AIM:
Retype every row unchanged, from the one containing "red shorts and report the position of each." down to the last row below.

-- Start of MATERIAL FOR THE TASK --

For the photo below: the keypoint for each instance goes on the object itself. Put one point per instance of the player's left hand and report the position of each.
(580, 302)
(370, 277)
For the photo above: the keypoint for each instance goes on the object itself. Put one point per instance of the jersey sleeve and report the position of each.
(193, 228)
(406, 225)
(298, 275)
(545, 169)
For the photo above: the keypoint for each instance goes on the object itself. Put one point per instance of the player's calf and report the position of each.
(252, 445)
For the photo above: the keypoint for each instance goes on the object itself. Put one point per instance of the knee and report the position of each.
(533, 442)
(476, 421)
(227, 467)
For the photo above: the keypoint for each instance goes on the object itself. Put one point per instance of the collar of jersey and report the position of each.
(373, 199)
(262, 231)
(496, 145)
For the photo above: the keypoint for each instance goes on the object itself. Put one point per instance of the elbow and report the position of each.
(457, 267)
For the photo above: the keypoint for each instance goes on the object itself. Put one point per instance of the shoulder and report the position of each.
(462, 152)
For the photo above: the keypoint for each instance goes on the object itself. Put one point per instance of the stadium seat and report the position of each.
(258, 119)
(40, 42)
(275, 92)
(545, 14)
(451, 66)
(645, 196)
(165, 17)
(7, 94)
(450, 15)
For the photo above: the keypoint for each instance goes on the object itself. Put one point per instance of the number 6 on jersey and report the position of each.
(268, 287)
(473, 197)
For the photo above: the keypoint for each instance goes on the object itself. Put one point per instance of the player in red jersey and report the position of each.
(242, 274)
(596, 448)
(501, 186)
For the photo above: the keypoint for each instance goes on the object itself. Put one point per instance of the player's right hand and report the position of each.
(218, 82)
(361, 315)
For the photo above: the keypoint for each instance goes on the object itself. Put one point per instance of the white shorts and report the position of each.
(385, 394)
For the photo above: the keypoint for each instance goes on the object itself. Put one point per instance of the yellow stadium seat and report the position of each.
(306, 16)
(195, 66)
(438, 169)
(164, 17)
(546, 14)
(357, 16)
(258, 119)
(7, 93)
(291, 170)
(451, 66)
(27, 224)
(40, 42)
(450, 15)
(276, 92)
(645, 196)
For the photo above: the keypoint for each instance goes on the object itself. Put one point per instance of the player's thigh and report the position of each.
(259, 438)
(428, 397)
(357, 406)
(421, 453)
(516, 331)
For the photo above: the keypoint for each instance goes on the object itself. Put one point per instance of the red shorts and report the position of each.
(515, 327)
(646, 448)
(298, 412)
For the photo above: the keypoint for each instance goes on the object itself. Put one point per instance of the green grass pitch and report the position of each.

-- End of MATERIAL FOR THE TASK --

RESULT OF THIS EXERCISE:
For the photo above: the keypoint for each instance goes on the object itself. Put one point per instance of the red shorts and report the position of each.
(515, 327)
(646, 448)
(298, 412)
For the photo above: the keypoint for each instance goes on the object itself. Put one point per instance of the green grass pitch and report the position of each.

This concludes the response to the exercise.